Short problem. Give the lines of the entries as a JSON list of strings, one string per line with blank lines omitted. Begin with the line containing "In this photo, where can the kitchen" and continue through the final line of the entries, including both ends.

(Saved entries)
● ● ● ●

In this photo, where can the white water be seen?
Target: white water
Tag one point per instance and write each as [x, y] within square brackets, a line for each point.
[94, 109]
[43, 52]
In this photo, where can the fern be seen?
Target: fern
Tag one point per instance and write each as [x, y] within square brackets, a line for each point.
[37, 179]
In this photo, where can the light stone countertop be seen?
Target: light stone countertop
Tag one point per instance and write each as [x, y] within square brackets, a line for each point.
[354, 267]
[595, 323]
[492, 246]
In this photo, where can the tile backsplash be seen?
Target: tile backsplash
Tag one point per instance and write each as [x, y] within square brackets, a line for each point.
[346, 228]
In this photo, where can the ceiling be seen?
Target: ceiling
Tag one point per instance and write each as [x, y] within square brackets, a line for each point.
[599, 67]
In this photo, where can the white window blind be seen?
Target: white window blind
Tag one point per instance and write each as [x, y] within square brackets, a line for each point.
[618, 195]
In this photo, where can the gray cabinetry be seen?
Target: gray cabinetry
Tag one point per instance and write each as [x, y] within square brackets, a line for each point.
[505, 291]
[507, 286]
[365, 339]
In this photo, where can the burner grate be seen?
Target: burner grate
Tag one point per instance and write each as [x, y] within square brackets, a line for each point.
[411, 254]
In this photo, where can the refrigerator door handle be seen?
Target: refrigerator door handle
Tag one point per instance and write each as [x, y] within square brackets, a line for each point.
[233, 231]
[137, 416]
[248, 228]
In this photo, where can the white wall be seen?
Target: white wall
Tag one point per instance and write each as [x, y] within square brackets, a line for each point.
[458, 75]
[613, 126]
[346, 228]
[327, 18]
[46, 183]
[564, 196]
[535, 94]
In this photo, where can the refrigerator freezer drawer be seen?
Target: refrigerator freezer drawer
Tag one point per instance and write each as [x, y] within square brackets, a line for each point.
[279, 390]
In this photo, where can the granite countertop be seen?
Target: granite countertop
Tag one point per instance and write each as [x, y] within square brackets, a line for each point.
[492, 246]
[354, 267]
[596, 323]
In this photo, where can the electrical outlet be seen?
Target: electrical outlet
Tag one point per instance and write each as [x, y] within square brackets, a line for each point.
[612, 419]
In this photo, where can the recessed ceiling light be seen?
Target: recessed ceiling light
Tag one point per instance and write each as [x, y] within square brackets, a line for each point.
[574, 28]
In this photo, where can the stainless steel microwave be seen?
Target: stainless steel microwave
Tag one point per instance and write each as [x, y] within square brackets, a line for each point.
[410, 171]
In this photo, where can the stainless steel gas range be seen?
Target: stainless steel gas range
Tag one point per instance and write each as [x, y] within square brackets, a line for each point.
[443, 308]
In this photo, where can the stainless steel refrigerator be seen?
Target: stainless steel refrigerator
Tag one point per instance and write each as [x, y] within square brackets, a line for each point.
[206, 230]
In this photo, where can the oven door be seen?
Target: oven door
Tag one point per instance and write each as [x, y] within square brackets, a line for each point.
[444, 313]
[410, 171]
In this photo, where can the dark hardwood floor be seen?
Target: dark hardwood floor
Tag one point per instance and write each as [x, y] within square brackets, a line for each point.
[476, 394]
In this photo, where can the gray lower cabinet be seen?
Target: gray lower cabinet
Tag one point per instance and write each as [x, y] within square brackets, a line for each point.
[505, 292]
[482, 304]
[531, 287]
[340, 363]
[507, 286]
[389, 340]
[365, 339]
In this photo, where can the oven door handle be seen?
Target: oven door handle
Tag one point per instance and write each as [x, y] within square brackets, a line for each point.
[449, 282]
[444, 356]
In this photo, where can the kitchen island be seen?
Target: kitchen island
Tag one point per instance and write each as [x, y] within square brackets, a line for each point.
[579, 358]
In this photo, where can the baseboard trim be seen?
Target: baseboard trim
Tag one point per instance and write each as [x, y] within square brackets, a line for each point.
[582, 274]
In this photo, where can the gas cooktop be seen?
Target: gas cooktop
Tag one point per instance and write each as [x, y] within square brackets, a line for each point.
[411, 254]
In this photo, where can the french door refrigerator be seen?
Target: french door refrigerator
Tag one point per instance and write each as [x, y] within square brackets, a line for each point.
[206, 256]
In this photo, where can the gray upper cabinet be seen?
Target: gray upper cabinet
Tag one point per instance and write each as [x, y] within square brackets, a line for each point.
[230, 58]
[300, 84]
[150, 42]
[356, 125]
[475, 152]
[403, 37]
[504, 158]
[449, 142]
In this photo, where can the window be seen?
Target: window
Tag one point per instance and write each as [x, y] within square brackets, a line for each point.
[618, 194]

● ● ● ●

Result of this task.
[
  "In this photo, where can the kitchen island be seen?",
  "Target: kitchen island",
  "Tag one point per instance and write each as [x, y] within square brackets, a line for each point.",
  "[579, 358]",
  "In this photo, where can the baseboard trim be seen?",
  "Target: baseboard trim",
  "Tag one point per instance and write each as [x, y] within square brackets, a line for each point.",
  "[582, 274]",
  "In this photo, where can the gas cooktop be seen?",
  "Target: gas cooktop",
  "Tag one point per instance and write each as [x, y] within square brackets, a line for each point.",
  "[411, 254]",
  "In this photo, where can the french door refrigerator be seen?",
  "Target: french door refrigerator",
  "Tag one point per instance and write each as [x, y] within square brackets, a line for each point.",
  "[206, 256]",
  "In this photo, where can the gray upper cabinet be seen?",
  "Target: gray upper cabinet",
  "Tag one point per instance and write each as [x, y] within square brackets, a line for each point.",
  "[230, 58]",
  "[300, 84]",
  "[150, 42]",
  "[356, 125]",
  "[475, 152]",
  "[403, 37]",
  "[504, 158]",
  "[449, 142]",
  "In this photo, where can the window be seen?",
  "Target: window",
  "Tag one point per instance and write each as [x, y] within square brackets, a line for each point.",
  "[618, 194]"
]